● Work order
Within the records, determine how many lines contain the word "below". Your reply must consist of that number only.

[Stored entries]
◇ ◇ ◇
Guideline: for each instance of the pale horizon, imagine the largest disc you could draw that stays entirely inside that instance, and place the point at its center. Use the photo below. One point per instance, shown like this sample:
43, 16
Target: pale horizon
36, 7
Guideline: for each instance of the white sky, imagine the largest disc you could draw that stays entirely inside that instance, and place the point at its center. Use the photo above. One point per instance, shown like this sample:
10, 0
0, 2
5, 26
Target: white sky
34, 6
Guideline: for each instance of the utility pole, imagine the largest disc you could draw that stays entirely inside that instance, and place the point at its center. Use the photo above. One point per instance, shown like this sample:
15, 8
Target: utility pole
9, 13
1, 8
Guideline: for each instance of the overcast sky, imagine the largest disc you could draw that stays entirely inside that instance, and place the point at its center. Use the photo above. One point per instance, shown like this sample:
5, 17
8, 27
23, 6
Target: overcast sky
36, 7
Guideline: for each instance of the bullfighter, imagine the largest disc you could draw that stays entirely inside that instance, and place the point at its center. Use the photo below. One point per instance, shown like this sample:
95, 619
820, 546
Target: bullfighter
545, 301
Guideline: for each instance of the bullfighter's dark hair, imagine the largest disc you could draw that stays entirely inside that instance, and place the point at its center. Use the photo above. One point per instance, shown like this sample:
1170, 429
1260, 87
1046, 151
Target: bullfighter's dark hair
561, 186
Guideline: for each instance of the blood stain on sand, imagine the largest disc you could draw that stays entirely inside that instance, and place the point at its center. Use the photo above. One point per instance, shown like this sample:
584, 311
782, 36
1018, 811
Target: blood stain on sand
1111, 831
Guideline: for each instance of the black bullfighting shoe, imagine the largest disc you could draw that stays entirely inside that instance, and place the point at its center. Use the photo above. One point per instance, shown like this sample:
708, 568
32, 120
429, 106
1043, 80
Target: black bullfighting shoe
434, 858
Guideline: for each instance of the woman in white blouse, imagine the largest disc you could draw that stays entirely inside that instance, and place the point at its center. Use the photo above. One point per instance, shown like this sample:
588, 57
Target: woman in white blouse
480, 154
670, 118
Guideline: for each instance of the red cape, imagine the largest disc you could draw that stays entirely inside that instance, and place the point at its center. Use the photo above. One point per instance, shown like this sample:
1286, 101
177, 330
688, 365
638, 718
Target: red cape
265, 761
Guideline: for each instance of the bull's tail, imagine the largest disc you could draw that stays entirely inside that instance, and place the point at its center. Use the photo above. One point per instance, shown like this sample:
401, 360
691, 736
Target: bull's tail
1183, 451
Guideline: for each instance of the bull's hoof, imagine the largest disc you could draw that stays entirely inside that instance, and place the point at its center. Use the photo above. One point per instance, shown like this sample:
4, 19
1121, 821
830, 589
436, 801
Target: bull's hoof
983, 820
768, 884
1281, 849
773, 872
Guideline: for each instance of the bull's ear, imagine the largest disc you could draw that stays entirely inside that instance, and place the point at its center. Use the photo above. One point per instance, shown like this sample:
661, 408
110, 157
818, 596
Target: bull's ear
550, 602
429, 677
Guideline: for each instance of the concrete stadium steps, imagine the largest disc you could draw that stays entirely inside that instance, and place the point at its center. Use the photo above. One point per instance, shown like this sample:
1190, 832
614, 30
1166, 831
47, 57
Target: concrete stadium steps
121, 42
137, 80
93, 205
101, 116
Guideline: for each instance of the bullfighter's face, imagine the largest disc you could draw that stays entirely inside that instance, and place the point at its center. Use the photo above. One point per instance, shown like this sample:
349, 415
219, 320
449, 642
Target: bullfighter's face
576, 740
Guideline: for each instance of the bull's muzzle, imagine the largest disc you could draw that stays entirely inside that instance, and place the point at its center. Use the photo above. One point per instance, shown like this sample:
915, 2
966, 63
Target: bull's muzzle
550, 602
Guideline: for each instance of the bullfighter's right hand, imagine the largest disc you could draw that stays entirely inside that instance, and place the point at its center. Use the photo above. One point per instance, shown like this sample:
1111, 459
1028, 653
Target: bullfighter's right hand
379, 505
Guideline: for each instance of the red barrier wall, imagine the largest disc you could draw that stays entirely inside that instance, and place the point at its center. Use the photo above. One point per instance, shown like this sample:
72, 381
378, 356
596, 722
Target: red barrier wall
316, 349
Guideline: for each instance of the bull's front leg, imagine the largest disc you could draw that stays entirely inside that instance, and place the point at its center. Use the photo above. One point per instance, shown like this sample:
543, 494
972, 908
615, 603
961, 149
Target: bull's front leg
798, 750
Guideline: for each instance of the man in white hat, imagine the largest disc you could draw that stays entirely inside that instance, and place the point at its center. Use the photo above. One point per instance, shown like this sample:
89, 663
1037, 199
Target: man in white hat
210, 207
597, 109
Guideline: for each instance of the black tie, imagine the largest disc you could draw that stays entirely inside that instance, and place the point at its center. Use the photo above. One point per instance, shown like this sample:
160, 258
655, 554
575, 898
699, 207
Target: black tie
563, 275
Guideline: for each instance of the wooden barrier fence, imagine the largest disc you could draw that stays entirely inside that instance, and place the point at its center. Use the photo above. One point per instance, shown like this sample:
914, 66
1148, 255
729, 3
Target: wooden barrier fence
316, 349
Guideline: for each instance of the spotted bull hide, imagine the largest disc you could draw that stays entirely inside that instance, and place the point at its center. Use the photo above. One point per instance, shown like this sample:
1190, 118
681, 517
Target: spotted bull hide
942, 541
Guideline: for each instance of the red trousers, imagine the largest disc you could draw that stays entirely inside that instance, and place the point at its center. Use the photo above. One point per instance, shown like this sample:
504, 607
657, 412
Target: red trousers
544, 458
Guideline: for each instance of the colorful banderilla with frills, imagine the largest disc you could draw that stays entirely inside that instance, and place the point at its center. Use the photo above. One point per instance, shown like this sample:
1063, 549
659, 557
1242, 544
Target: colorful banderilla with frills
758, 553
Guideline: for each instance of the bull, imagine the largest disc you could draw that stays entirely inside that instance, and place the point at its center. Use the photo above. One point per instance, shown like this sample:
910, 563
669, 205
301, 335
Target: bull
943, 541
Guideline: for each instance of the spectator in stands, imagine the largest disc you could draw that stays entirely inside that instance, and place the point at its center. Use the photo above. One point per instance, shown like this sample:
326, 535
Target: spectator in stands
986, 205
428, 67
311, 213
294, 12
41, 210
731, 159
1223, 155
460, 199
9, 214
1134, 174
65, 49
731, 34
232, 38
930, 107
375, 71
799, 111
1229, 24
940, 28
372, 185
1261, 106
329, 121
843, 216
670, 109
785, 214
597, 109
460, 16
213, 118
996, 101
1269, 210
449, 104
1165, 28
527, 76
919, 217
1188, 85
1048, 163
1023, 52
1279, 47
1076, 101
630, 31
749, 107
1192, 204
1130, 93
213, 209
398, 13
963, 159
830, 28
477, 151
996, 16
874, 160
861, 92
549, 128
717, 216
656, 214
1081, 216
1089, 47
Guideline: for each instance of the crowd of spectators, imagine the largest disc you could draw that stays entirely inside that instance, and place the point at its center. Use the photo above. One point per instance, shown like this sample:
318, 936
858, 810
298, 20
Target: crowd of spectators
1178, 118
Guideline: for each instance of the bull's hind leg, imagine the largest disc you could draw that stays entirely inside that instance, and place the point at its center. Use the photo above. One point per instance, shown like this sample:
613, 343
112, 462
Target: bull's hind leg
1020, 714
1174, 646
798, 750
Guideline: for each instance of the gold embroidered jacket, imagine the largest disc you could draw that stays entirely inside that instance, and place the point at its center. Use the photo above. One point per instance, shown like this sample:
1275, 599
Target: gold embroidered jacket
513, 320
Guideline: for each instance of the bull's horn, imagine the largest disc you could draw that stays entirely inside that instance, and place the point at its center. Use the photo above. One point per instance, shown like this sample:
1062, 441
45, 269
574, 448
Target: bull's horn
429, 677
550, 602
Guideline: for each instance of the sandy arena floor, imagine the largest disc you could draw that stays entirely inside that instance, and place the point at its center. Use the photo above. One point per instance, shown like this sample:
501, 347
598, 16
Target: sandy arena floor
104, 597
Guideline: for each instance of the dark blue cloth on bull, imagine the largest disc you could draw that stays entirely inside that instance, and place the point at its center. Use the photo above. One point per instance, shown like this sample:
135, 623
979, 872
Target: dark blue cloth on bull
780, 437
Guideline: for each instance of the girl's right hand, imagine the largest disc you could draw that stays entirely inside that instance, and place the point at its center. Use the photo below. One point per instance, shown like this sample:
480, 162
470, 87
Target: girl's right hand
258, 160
◇ ◇ ◇
● Answer to this problem
3